*What this exercise asks*:
• 1. According to the Bank of America outlook text, what did the U.S. government deficit reach in the third quarter?
• 2. Continue the Bank of America outlook text, picking up after its last sentence.

*Document section*:
• • • • •

Wall Street to Main Street
Another key theme Bank of America cited was the shift from an economy that provided a decade of success for Wall Street to something that is more likely to help Main Street.
Hartnett and his team noted that the value of financial assets (Wall Street) relative to the value of the economy (Main Street) surged in the 2010s. But the next decade may favor Main Street businesses—and workers. BofA expects “structural policies” from regulation to reshoring to help U.S. business, “reverse wealth inequality and raise the value of labor.”
On top of that, politicians are more likely to favor Main Street voters’ “desire for greater government spending” than Wall Street’s calls for fiscal discipline, Hartnett and his team wrote. That should boost the value of the Main Street economy relative to Wall Street’s financial assets.
Something BofA didn’t note, but supportive of this theory, is how the only wage growth across the inflationary economy has come among blue-collar workers. And that does not include the large wage gains won by the 10% of the economy that is unionized, including UPS drivers and Big Three auto workers.
Bigger governments and bigger debts
Bigger governments come with more debt. And that’s apt to be an influential theme in the 2020s, according to BofA. The U.S. governments’ deficit in the third quarter surged to 8% of GDP, and the national debt is now over $33.7 trillion. It’s a path that may prove to be unsustainable at some point, and investors should take note of the consequences for bond yields.
Hartnett argued that a lack of fiscal discipline in Washington is “a big reason why bond yields have risen so dramatically in recent years.”
“A new investment risk is that bond yields may need to rise to levels that cause greater fiscal spending discipline,” he said, warning that 2024 is also “a huge election year which is not a political incentive for discipline.”
The AI age and an era of regulation
The rise of artificial intelligence has already been an influential theme in the 2020s. And Bank of America’s strategists believe that AI will ultimately boost worker productivity and increase profits, but the timing of that outcome is still uncertain.
“Bears will point out that from steam power to the internet there has always been a lag between innovation and widespread social, corporate and economic adoption,” Hartnett and his team wrote.

• • • • •

(Referring expression pointing data)
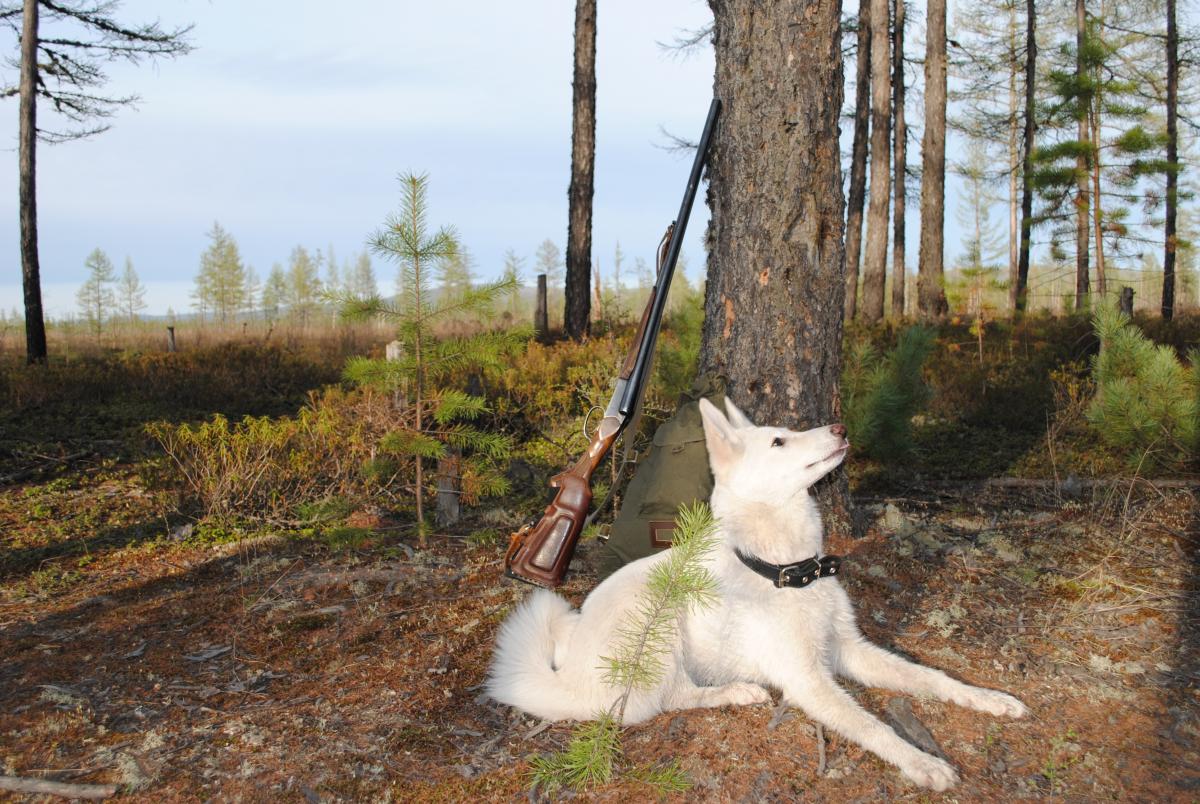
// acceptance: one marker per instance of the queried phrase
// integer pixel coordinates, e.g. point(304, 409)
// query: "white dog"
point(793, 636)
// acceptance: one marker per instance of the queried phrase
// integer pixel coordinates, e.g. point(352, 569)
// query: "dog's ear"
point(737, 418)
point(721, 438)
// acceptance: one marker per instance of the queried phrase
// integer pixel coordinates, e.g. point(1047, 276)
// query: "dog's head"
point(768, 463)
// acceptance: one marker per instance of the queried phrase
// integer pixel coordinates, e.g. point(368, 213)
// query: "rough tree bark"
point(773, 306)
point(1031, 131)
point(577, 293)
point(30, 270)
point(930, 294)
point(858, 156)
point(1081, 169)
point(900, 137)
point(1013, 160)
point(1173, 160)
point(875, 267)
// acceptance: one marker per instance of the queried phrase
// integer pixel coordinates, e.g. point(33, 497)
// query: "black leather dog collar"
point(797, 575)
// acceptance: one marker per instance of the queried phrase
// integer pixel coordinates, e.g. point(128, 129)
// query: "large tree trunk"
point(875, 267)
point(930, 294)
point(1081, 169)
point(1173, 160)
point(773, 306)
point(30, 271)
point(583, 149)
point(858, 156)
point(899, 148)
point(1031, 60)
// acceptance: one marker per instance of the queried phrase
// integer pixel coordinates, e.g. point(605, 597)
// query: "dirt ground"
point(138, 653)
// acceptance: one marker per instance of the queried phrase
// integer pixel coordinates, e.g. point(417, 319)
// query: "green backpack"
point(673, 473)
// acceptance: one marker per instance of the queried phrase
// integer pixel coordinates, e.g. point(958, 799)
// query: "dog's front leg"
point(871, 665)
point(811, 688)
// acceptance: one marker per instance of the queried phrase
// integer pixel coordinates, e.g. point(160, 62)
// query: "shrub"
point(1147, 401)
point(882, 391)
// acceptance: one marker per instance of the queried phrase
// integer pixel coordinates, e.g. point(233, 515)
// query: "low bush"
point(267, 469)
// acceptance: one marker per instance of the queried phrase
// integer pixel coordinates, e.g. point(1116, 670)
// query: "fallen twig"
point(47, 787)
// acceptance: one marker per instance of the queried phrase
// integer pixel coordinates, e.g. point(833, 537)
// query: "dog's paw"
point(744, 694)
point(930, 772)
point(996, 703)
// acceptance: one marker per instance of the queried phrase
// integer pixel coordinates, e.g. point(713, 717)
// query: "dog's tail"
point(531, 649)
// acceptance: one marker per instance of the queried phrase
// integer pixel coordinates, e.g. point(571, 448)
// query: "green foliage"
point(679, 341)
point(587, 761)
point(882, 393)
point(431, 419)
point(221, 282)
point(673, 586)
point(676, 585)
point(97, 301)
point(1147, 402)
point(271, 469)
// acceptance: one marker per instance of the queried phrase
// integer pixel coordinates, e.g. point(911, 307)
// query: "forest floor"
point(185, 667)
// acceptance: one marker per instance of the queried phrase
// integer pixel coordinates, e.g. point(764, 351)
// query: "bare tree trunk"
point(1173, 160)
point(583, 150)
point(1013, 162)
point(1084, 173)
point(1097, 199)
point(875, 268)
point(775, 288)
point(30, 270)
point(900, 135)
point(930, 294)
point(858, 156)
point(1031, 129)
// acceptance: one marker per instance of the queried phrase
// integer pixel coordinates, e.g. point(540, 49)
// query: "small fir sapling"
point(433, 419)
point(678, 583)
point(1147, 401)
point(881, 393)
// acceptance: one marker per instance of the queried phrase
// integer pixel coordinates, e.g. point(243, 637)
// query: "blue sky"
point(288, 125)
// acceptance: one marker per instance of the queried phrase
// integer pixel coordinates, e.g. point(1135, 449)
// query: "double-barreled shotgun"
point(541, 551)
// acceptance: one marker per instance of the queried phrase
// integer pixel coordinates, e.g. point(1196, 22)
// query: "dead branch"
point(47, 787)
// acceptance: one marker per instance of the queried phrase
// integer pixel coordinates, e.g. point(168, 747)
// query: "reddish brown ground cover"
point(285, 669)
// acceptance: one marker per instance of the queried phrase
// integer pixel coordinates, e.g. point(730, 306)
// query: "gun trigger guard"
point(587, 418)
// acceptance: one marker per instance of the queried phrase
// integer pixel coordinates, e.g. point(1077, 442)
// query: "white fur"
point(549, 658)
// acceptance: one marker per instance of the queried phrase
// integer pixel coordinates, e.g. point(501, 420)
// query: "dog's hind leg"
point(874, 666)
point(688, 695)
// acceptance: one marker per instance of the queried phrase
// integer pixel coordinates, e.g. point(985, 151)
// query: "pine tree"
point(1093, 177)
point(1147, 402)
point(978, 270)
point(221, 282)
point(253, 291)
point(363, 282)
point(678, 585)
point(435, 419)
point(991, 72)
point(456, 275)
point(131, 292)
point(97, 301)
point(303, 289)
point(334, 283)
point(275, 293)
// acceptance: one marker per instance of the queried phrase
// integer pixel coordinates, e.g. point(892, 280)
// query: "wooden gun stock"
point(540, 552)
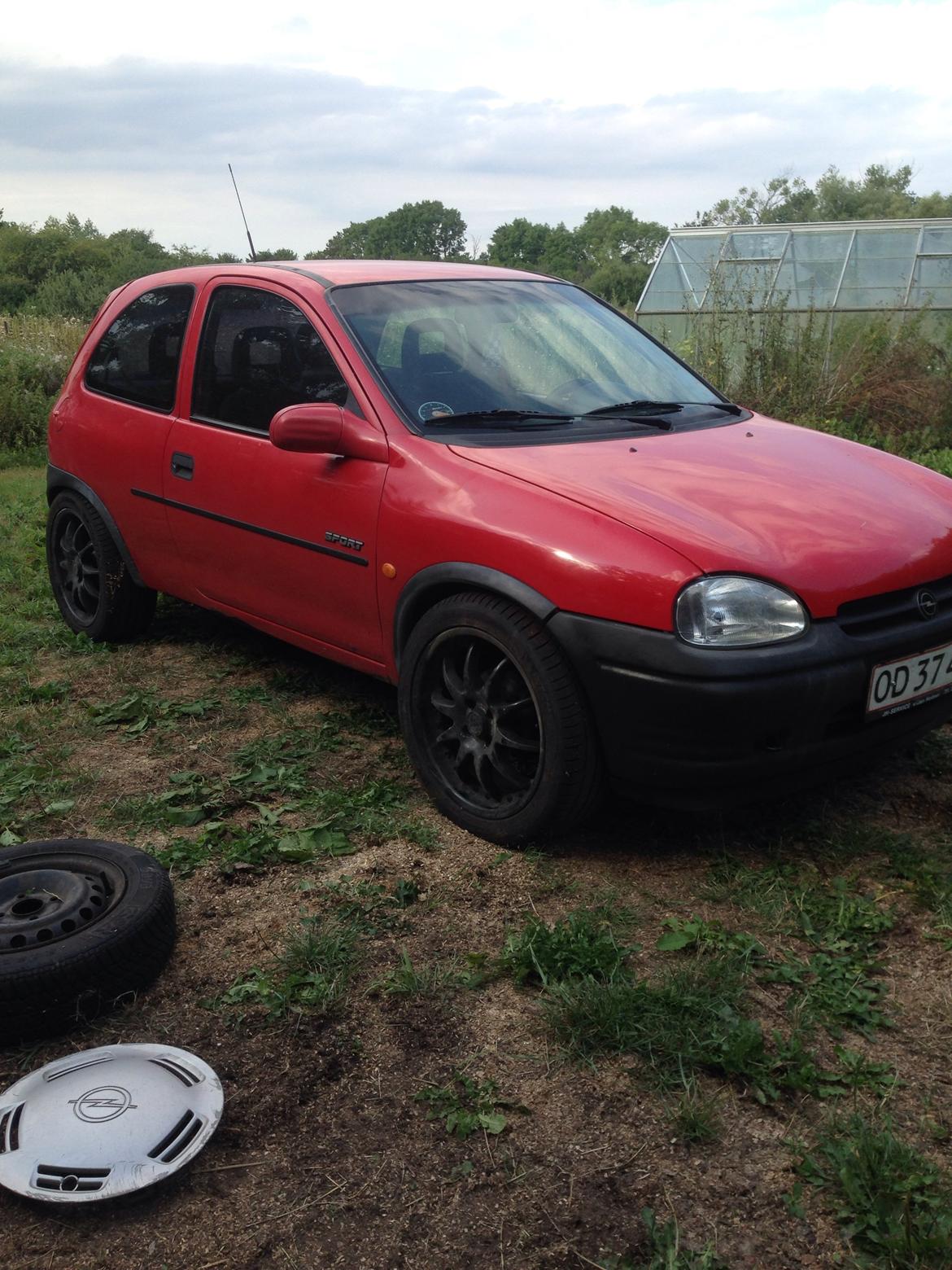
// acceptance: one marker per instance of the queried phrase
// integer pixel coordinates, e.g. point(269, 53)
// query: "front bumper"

• • • • •

*Per-task outputs*:
• 1. 8% of GDP.

• 2.
AI may well usher in the “4th industrial revolution,” but it’s a “disruptive technology” that could also have negative impacts. After all, the fastest way for AI to increase productivity would be to put workers out of a job, BofA warned.
The risks brought about by AI, coupled with the dominance of big tech giants over the past decade, could lead to increasing regulation and antitrust scrutiny in the 2020s.
“The social & wealth inequality that has resulted from tech disruption, the monopolistic power of Big Tech, plus unintended consequences of greater AI, clearly threaten the sector’s singular dominance via greater regulation & taxation,” Hartnett and his team wrote. “Hence the sectors increasing claims to be a sector of national security.”
Deflation to inflation
Finally, the 2010s were a decade of low, relatively stable inflation in the U.S., but Hartnett and his team believe that is now over. While the Federal Reserve has made some serious progress in taming inflation since they began raising interest rates in March of 2022, BofA’s experts said the central bank is likely to give up before the job is done.
“We believe the next recession prompts policy panic well before inflation is close to the Fed’s target of 2%,” they wrote.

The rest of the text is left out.